--- START OF Dataset records ---

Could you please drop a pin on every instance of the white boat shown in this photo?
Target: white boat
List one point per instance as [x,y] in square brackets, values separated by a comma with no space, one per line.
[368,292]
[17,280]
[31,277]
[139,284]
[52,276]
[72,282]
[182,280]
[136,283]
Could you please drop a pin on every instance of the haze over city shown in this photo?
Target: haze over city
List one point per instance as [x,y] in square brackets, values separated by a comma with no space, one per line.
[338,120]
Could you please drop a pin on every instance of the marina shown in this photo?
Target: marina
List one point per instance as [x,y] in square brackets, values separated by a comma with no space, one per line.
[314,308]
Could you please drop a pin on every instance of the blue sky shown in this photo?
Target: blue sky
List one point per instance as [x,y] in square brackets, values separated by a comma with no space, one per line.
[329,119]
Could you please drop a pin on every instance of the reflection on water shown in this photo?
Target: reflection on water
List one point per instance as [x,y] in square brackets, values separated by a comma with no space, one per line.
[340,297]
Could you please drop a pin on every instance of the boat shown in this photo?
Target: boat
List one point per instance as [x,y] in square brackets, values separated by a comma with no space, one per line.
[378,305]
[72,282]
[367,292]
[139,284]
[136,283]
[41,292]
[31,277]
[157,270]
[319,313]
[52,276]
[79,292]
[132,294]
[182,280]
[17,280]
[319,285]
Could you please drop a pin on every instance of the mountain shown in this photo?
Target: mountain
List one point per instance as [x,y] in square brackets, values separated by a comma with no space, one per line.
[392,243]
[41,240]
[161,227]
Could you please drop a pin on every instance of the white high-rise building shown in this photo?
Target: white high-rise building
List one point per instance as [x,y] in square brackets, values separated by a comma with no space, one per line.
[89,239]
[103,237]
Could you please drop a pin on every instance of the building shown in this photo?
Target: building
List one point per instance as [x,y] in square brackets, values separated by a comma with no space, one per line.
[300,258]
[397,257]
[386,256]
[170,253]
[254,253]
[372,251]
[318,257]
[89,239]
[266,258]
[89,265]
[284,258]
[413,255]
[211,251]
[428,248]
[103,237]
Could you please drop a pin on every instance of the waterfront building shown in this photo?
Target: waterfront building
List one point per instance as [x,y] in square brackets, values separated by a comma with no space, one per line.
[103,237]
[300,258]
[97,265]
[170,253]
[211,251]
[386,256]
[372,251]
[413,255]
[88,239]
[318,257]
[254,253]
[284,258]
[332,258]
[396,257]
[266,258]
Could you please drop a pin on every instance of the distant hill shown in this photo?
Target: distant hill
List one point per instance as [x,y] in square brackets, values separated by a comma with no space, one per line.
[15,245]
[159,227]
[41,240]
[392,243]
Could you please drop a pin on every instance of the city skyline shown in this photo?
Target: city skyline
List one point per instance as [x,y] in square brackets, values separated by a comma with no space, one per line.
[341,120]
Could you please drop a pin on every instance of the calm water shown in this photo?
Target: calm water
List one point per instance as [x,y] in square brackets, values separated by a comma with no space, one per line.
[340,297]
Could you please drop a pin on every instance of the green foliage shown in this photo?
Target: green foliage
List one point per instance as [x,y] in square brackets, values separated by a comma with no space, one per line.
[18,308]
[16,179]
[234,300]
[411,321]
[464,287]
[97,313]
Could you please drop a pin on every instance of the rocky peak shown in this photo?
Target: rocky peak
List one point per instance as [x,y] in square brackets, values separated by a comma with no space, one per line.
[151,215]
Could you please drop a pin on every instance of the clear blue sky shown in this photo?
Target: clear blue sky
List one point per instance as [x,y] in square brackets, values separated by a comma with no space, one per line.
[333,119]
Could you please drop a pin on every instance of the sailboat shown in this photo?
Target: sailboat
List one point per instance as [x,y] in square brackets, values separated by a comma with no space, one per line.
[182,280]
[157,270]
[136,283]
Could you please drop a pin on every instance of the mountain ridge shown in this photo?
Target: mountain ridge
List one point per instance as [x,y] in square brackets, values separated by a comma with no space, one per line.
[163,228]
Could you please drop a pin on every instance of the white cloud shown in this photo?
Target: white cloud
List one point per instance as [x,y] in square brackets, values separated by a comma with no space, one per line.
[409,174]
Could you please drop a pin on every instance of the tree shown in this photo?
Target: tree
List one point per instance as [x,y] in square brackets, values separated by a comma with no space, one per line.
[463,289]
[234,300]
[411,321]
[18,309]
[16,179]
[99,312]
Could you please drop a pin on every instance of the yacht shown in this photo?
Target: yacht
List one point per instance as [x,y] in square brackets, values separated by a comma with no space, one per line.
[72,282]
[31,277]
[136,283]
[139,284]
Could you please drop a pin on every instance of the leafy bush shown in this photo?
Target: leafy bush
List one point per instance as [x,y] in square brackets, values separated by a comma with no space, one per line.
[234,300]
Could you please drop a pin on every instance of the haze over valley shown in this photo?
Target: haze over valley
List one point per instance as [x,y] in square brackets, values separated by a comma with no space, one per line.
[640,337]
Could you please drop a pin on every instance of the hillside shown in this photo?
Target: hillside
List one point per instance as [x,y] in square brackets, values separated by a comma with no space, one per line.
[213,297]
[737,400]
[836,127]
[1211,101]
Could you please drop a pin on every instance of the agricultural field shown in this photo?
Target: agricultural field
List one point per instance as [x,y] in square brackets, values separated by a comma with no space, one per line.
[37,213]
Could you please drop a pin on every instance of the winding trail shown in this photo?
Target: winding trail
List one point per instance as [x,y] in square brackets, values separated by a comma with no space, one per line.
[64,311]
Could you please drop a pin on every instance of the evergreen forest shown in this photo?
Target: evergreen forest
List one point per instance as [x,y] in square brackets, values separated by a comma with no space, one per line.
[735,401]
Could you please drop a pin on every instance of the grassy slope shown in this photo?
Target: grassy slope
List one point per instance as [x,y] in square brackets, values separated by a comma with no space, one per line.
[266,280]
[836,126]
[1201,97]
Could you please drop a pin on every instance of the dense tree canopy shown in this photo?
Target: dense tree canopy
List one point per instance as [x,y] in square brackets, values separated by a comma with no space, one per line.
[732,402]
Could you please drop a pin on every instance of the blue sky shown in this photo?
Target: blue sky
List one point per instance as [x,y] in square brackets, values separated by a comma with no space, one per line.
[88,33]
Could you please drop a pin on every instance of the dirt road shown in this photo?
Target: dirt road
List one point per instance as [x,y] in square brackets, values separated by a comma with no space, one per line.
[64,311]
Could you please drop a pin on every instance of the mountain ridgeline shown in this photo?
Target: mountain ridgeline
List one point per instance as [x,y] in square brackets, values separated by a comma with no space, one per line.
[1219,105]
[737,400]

--- END OF Dataset records ---

■ Given problem
Begin with the line that contains "canopy shown in this photo?" and set down each line exactly until the records above end, including the final line.

■ Correct answer
Could you please drop a pin on every instance of the dense tree canopy shown in this photo?
Target: dense tree canopy
List one point per instance as [x,y] in square brackets, values separated by a comma with no space, one per line.
[732,402]
Could you please drop a pin on every instance of the blue sky shown in this photo?
Target: blue sky
List one point per instance as [x,y] in square brackets, values separated by a comma with no space, one per line.
[88,33]
Could you please drop a pin on every instance of the dirt road shown in this photo?
Target: dirt road
List one point per instance as [x,y] in square brackets, values separated by a comma with no space, one per line.
[64,311]
Could you please drop a pin on every instance of the mountain ridgeline shown in this photo?
Target: mountain ridgeline
List one point per instance as [x,y] in square brackets, values separated by a comma with no space, one per line.
[1219,105]
[737,400]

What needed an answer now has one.